Position annotation items:
○ ○ ○ ○ ○

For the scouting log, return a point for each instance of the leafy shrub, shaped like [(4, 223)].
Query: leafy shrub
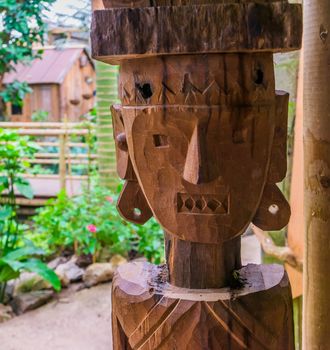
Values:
[(90, 223), (16, 252)]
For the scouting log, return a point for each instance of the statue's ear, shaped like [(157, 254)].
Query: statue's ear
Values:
[(278, 160), (274, 210), (132, 204)]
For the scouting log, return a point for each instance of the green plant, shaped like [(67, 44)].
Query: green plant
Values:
[(22, 26), (16, 252), (90, 223)]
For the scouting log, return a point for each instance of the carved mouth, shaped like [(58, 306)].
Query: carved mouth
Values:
[(203, 204)]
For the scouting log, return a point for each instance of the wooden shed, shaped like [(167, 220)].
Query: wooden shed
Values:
[(63, 84)]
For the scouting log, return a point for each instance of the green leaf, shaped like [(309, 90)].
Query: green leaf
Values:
[(37, 266), (5, 213), (7, 273), (20, 254), (25, 189)]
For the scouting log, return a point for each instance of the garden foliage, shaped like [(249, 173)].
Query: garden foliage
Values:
[(22, 26), (16, 252), (90, 224)]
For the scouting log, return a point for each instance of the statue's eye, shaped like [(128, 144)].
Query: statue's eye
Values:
[(160, 140), (241, 135)]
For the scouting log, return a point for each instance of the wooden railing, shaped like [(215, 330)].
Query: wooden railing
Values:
[(63, 145)]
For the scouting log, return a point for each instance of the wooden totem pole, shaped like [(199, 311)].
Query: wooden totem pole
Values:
[(201, 144)]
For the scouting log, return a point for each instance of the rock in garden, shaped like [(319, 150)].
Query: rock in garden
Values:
[(118, 260), (69, 272), (56, 262), (6, 313), (28, 282), (30, 301), (98, 273), (84, 260)]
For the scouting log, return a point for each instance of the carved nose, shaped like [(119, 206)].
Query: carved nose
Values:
[(197, 168)]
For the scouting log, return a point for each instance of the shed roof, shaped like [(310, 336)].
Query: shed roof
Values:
[(50, 69)]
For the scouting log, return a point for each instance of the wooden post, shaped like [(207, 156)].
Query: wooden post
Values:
[(201, 143), (316, 317)]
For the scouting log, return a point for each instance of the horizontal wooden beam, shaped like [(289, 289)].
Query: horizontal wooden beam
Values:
[(210, 28)]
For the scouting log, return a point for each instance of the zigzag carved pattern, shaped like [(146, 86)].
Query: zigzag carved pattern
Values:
[(157, 328)]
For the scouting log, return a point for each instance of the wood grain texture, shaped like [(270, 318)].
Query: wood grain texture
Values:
[(149, 314), (153, 3), (190, 123), (200, 266), (124, 33)]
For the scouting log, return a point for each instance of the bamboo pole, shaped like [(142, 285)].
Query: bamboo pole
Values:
[(62, 161), (316, 317)]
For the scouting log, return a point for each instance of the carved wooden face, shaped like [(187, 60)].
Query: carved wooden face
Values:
[(202, 168)]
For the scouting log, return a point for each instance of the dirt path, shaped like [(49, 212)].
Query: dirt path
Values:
[(80, 322)]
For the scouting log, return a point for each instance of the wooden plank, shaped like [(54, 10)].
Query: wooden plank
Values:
[(210, 28), (35, 125)]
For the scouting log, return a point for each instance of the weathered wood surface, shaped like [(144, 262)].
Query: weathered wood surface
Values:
[(127, 33), (199, 266), (149, 314), (187, 124), (152, 3)]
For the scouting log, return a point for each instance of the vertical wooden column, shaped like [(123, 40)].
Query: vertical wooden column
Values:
[(316, 314), (201, 143)]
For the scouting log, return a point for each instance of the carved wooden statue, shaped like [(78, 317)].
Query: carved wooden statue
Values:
[(201, 144)]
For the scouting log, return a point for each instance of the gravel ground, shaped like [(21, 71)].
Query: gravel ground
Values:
[(80, 321)]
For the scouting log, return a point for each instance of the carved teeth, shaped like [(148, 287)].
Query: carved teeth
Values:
[(203, 204)]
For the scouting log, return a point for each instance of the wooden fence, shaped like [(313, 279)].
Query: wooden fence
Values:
[(63, 146)]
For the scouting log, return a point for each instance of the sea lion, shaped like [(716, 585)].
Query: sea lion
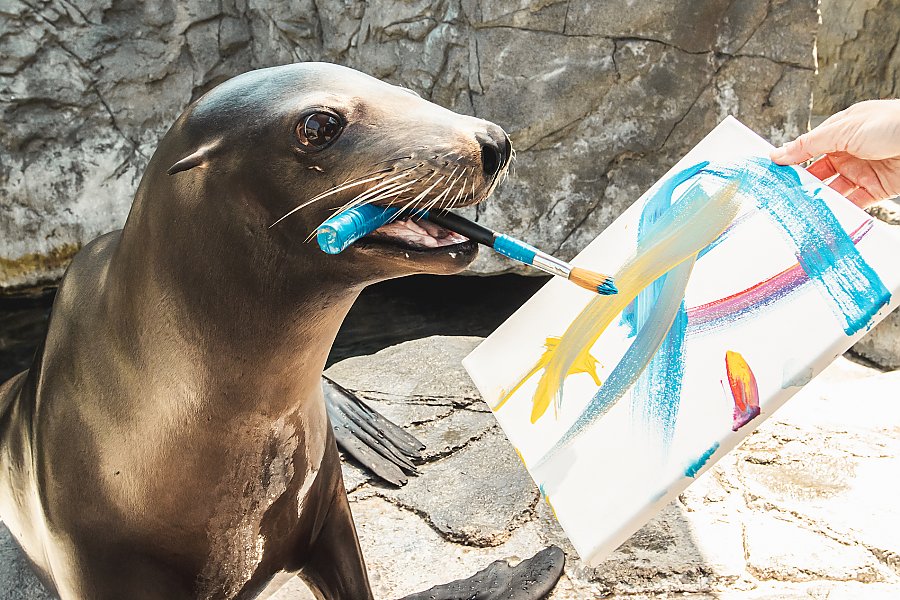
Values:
[(170, 440)]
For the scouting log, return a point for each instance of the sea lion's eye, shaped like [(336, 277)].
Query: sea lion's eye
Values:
[(318, 130)]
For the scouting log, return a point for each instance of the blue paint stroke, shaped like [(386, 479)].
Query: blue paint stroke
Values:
[(657, 395), (698, 464), (824, 250), (635, 360)]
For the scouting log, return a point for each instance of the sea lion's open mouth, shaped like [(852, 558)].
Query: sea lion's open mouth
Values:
[(416, 234)]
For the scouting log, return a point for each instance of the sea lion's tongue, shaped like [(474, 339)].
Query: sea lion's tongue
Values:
[(419, 233)]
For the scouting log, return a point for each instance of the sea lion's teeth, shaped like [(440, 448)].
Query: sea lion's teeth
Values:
[(415, 227), (434, 230)]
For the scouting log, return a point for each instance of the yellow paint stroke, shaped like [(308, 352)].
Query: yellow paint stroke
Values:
[(679, 234), (585, 363)]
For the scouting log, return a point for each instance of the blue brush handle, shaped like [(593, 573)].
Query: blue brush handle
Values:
[(341, 230)]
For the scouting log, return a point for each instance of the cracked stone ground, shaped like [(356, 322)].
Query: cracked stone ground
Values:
[(804, 508)]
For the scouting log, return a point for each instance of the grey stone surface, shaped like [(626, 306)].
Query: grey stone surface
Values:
[(599, 98), (882, 344), (858, 53), (804, 508)]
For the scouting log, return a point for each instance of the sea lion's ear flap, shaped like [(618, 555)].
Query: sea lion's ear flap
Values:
[(190, 161)]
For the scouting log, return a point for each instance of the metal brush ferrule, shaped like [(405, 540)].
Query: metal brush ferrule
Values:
[(552, 265)]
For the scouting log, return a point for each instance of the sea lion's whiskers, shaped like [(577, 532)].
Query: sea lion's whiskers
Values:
[(416, 199), (442, 194), (360, 201), (330, 192), (462, 190)]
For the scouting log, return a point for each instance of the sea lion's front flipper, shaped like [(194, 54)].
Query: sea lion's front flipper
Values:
[(378, 444), (531, 579)]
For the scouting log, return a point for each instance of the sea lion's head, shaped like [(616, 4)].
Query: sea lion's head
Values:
[(273, 153)]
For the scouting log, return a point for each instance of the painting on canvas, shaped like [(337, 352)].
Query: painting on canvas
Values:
[(739, 280)]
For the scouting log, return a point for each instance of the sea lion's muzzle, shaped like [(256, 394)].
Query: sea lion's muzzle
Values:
[(495, 151)]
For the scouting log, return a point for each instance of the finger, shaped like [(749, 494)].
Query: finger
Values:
[(843, 186), (822, 168), (821, 140), (862, 198)]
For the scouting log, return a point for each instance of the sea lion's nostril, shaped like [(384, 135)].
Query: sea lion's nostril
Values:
[(491, 159)]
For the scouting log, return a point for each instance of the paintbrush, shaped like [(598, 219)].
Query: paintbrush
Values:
[(343, 229), (524, 253)]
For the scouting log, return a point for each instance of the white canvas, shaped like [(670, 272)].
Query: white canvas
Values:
[(780, 300)]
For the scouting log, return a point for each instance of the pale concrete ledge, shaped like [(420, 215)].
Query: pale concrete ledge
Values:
[(805, 508)]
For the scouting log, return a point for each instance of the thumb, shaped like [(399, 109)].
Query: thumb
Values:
[(819, 141)]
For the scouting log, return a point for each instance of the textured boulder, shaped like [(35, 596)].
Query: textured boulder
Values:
[(858, 53), (804, 508), (599, 98)]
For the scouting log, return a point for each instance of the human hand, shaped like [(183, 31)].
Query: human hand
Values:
[(861, 148)]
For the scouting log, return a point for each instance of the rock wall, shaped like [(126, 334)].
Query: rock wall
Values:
[(859, 53), (599, 98)]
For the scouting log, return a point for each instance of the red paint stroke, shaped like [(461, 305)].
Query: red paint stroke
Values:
[(744, 389), (712, 314)]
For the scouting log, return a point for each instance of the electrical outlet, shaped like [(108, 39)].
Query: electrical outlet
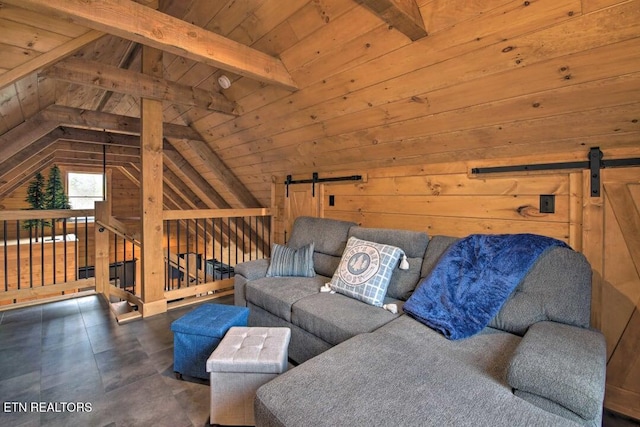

○ ○ ○ ○ ○

Edit the lines starting at the beginning of the items and going on through the line with "[(22, 26), (16, 252), (90, 223)]", replacing "scouting log" with "survey log" and keeping everything else unchanged. Leave the pictures out.

For the survey log, return a point for each instance of the leafy shrub, shaped like [(4, 223)].
Query: leafy shrub
Values:
[(90, 223), (16, 252)]
For the survey log, return a point for each instance of the statue's ear, shaped like [(157, 254)].
Query: statue's ear
Values:
[(278, 160), (274, 210), (132, 204)]
For the survey log, return a point for each instance of the green plant, shaped like [(67, 44)].
Query: green plant
Values:
[(22, 26), (16, 252), (90, 223)]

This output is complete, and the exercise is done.